▸ **HOW TO COMPLETE THIS TASK**: The answer should be each line of the records that contains the word "like"; please copy them all.

▸ **MATERIALS PROVIDED**:
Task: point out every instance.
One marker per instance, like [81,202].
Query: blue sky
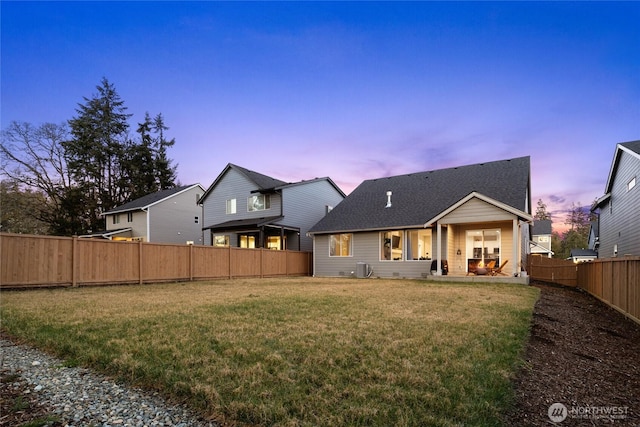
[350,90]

---

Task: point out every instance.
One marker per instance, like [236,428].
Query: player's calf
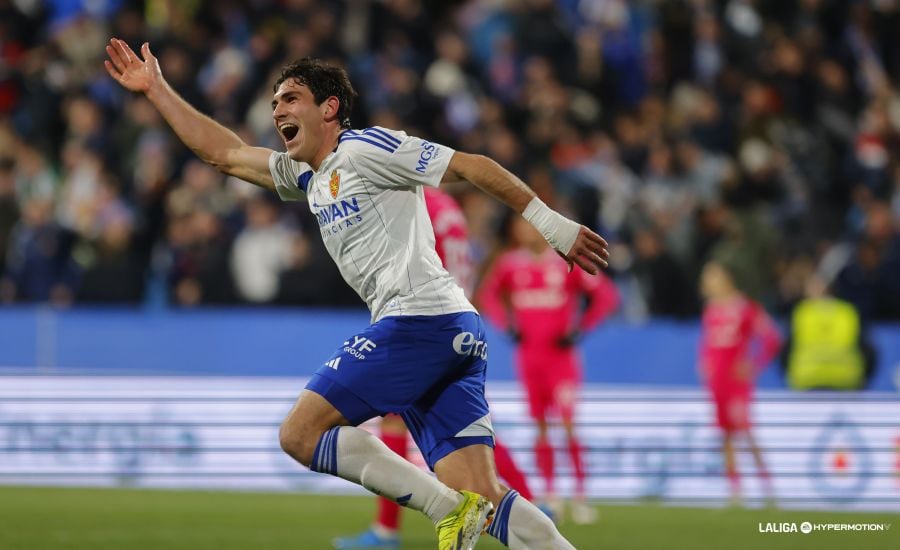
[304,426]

* * *

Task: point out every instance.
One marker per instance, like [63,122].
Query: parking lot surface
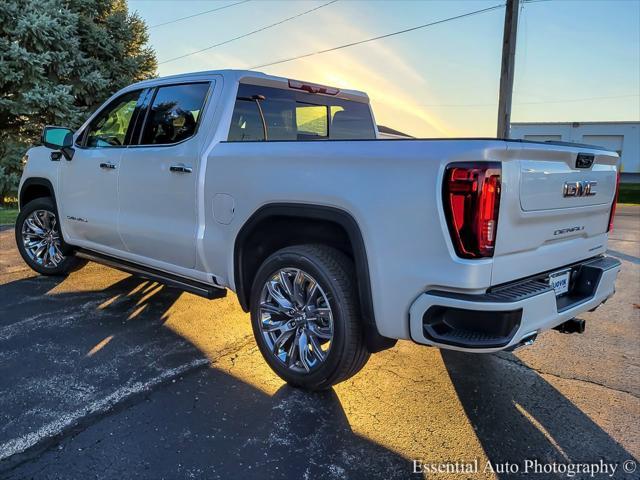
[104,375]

▸ **RESULT OF THE TASK**:
One marker per instance, like [81,202].
One marker per instance, like [236,428].
One marker per instance, like [63,122].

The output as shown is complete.